--- WHAT THIS TASK INVOLVES ---
Print out each entry below exactly; do not carry over any image.
┄┄┄┄┄┄
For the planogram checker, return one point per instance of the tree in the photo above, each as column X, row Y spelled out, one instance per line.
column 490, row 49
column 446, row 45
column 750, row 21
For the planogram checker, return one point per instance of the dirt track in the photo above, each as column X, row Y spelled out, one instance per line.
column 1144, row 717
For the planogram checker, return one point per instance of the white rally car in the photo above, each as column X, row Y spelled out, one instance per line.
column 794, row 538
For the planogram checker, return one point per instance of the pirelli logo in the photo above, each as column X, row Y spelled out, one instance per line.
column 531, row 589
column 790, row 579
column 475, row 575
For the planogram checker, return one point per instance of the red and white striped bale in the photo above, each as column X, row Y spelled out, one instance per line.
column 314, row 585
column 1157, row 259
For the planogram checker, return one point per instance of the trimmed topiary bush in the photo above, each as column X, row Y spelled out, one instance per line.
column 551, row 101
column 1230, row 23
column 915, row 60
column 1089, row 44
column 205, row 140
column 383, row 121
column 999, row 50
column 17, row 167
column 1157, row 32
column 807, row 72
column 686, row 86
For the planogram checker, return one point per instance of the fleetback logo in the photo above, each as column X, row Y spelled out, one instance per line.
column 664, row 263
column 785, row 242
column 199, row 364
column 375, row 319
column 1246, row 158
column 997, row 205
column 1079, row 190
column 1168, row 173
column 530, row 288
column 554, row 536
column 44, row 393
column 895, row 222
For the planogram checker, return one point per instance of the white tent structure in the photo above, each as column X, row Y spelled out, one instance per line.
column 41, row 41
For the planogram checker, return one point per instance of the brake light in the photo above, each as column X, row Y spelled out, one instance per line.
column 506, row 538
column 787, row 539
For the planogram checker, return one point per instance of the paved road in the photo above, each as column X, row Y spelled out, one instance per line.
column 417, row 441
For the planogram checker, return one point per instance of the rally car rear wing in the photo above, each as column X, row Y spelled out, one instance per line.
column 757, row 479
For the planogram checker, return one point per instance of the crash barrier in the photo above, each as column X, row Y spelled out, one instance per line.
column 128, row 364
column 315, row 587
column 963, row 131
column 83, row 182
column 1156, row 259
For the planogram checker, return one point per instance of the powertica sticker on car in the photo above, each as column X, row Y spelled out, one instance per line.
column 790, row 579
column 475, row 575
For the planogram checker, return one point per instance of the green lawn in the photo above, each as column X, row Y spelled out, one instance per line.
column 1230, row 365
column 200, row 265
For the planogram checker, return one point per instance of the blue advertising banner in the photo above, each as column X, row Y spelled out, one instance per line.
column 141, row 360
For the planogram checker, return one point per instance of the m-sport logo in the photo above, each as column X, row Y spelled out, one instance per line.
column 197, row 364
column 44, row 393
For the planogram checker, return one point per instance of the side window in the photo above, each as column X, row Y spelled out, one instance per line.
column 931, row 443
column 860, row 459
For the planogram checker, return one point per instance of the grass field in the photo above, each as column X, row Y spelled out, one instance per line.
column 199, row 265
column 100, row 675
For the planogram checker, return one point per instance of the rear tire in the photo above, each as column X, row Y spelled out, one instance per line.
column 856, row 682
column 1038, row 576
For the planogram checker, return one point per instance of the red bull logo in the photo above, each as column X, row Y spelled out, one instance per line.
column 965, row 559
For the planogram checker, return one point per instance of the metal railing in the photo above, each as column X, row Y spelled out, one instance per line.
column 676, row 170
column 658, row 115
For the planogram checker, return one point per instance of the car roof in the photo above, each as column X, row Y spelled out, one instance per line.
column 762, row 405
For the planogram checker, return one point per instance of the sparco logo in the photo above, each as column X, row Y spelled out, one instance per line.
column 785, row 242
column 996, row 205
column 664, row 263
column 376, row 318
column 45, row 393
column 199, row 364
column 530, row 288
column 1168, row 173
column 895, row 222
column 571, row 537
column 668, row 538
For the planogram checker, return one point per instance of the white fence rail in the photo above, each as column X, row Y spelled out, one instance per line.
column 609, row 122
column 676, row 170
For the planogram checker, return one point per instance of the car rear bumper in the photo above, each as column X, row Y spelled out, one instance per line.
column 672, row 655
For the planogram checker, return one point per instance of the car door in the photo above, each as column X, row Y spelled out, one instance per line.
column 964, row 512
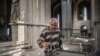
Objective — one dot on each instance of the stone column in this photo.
(66, 17)
(97, 24)
(20, 28)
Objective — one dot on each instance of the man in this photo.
(50, 38)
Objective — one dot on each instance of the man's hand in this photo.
(45, 44)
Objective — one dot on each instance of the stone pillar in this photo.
(20, 28)
(66, 17)
(97, 24)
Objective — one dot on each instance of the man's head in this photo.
(53, 23)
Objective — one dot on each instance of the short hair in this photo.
(53, 19)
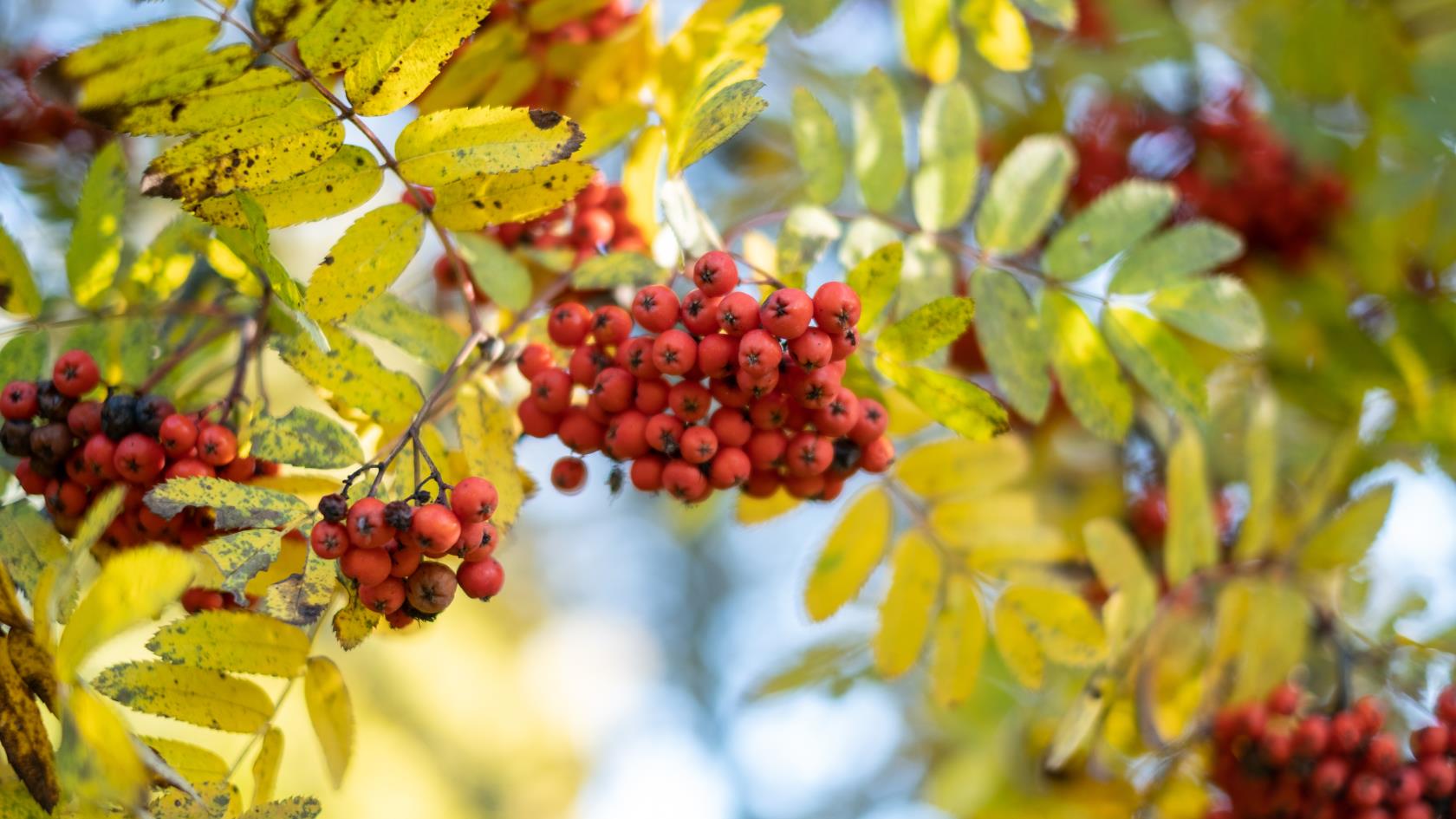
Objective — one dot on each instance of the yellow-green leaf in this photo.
(1011, 337)
(1218, 309)
(95, 251)
(341, 184)
(1175, 254)
(1156, 359)
(875, 277)
(265, 767)
(408, 55)
(353, 376)
(16, 279)
(959, 404)
(959, 466)
(1087, 372)
(248, 156)
(1108, 226)
(905, 615)
(959, 641)
(364, 261)
(459, 143)
(518, 196)
(331, 713)
(133, 588)
(1025, 192)
(852, 551)
(950, 165)
(201, 697)
(237, 641)
(928, 329)
(1193, 539)
(816, 143)
(237, 506)
(880, 152)
(1346, 538)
┄┄┄┄┄┄
--- EXPECTED ANSWER ---
For the planogram checker, return one point per instance of the tree in the photo above, each as column X, row Y spelled out, one instance per line.
column 490, row 49
column 446, row 45
column 750, row 21
For the planogram checker, return one point per instance of the dirt track in the photo above, each as column X, row Y spelled out, one instance per line.
column 1144, row 717
For the planogram checker, return one point per instance of the white rally car in the photo above, each as column X, row Y spelled out, one instance per line.
column 794, row 538
For the planogram checker, return one point per instance of the pirelli logo in the photo above, each as column X, row Y spelled out, one instance per line.
column 531, row 589
column 790, row 579
column 475, row 575
For the planogram checker, return one point per instance of the red and white striped bale in the photo above, each as column X, row Y spelled out, one instance per line.
column 314, row 585
column 1157, row 259
For the planogram checker, return one point per instance of the trimmed topiary bush in the photo above, each as column X, row Y spelled out, one instance per line.
column 551, row 101
column 1230, row 23
column 915, row 60
column 1089, row 44
column 205, row 140
column 383, row 121
column 999, row 50
column 17, row 167
column 1157, row 32
column 807, row 72
column 686, row 86
For the planogram checker, return one point per instance of the fleetback logo in the photo above, each as column X, row Y spelled out, one instance per line.
column 664, row 263
column 785, row 242
column 199, row 364
column 375, row 319
column 1246, row 158
column 997, row 205
column 1079, row 190
column 1168, row 173
column 530, row 288
column 554, row 536
column 44, row 393
column 895, row 222
For the planogram checker, return one point per instance of the white tent structure in the photo above, each as column X, row Y spelled out, one instance per line.
column 41, row 41
For the planogram checker, return one point per instance of the brake light in the photo above, each as column X, row Y spelled out, one instance per line.
column 506, row 538
column 787, row 539
For the planogram checker, return one point per instance of the paved road in the photo above, each as column X, row Y spelled out, one instance per line.
column 417, row 441
For the planogram checker, return one point per instance of the rally car rear wing in the photo above, each as column X, row Y spelled out, one instance per line.
column 757, row 479
For the planogram checker, return one point per instance of the crash barrier in the photo above, each as column X, row Y spelled out, one instance per line.
column 128, row 364
column 315, row 587
column 963, row 131
column 83, row 182
column 1156, row 259
For the planogram checker, return one point per instance of the powertica sticker on car in the photo above, each as column X, row Y spelled out, one instance per line.
column 790, row 579
column 475, row 575
For the planogram checker, return one point per instance of the green lawn in the photo above, each as column X, row Y spelled out, one instance per line.
column 1230, row 365
column 200, row 265
For the planogram checker, return one point per instance of the blue advertising banner in the photo above, each as column X, row Y spelled out, one instance per line.
column 141, row 360
For the planogram checker, return one point per instance of the m-sport logo in the photo above, each as column X, row Y spelled out, one instance per line.
column 197, row 364
column 44, row 393
For the planogram checker, return one point per instance of the side window in the photo above, each as column X, row Y spelled out, one instance per line.
column 931, row 443
column 860, row 459
For the planogram checker, return one point per instance of the grass field in the photo above, each as column X, row Y spelled out, one instance per line.
column 199, row 265
column 100, row 675
For the planogram checker, return one point per instance of the rear tire in the photo above, each as column X, row Y spelled out, one instance per line.
column 856, row 682
column 1038, row 576
For the planogram checker, return one point per instance of the red bull logo in the photo above, each as column X, row Y spelled out, one instance per line.
column 965, row 559
For the planogram checker, return one point per instance of the metal railing in the photo above, each as column X, row Y spelled out, one instance per line.
column 676, row 170
column 658, row 115
For the planogram checker, return one point per instance of the car roof in the photo above, each as column X, row Y spelled out, one instance per line.
column 762, row 405
For the planogram checker, return one point per instance of the sparco logo in the photo above, each as column X, row Y spelled out, one instance per line.
column 785, row 242
column 996, row 205
column 664, row 263
column 376, row 318
column 45, row 393
column 199, row 364
column 530, row 288
column 1168, row 173
column 895, row 222
column 571, row 537
column 668, row 538
For the planogram checker, return one point per instance of the white fence rail in the photo above, each as column X, row Y spelled out, one instance per line.
column 609, row 122
column 676, row 170
For the planogram checker, return one point per instance of the car rear bumper in the photo above, each as column X, row Y spelled out, one instance per line.
column 672, row 655
For the planogram checker, return one point per instance of the car door in the photo above, each as column X, row Y spelled out, one instance per line.
column 964, row 512
Objective — one dot on each instance of the stone column in this photo.
(66, 17)
(97, 24)
(20, 28)
Objective — one dot on each instance of the man in this photo.
(50, 38)
Objective — one dot on each instance of the man's hand in this photo.
(45, 44)
Objective — one dot on each instance of the stone pillar in this photo.
(20, 28)
(66, 17)
(97, 24)
Objective — one dot on each instance of the man's head in this photo.
(53, 23)
Objective — one dot on each instance of the short hair in this photo.
(53, 19)
Objective — one dot on each instance of the yellow-green leaf in this photo.
(1011, 337)
(1218, 309)
(95, 251)
(341, 184)
(1175, 254)
(1156, 359)
(875, 277)
(265, 767)
(408, 55)
(353, 376)
(16, 279)
(959, 404)
(959, 466)
(1087, 372)
(248, 156)
(1108, 226)
(905, 615)
(959, 641)
(364, 261)
(459, 143)
(518, 196)
(331, 713)
(133, 588)
(1025, 192)
(852, 551)
(950, 165)
(201, 697)
(237, 641)
(928, 329)
(1193, 539)
(816, 143)
(237, 506)
(880, 152)
(1346, 538)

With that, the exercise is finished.